# START OF DATA FOR THIS EXERCISE
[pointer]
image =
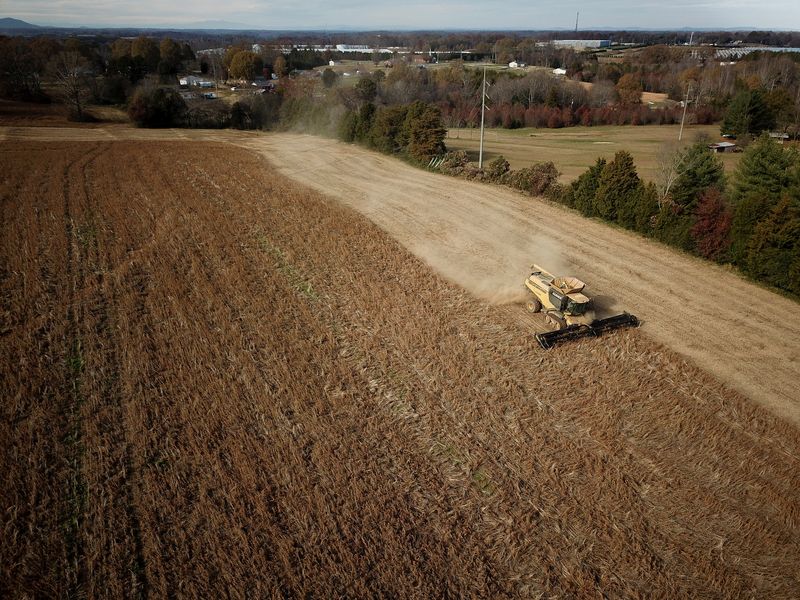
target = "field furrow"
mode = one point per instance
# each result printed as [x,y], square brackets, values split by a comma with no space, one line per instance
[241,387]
# END OF DATA FOR THIS EXERCISE
# START OF DATA FOR THIS EXERCISE
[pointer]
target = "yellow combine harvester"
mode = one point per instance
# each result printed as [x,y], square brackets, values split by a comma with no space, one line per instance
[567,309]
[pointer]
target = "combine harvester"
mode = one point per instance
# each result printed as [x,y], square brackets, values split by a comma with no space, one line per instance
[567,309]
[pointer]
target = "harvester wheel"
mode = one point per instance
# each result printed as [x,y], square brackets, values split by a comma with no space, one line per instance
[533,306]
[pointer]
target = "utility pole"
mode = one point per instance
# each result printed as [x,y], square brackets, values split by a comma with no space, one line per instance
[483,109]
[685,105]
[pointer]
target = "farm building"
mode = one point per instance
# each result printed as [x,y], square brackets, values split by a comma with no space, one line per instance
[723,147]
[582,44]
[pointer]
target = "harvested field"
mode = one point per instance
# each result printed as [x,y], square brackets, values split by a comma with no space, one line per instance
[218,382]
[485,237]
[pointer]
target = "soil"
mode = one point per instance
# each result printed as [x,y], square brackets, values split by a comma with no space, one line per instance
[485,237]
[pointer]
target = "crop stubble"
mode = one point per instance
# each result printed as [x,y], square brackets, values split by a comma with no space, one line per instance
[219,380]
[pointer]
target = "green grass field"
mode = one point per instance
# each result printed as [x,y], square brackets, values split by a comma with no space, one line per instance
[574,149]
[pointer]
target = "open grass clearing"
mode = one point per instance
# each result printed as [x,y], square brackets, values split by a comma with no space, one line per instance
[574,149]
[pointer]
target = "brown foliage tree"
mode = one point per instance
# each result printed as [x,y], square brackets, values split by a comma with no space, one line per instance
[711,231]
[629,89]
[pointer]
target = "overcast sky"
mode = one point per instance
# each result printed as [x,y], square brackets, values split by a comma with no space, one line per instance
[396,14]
# END OF DATA FOR THIS EXERCISE
#### [TASK DETAILS]
Pull out every line in the items above that contains the word "combine", and list those lines in the order they appear.

#### [SOLUTION TO THIS TASK]
target = "yellow combine harvester"
target = "combine harvester"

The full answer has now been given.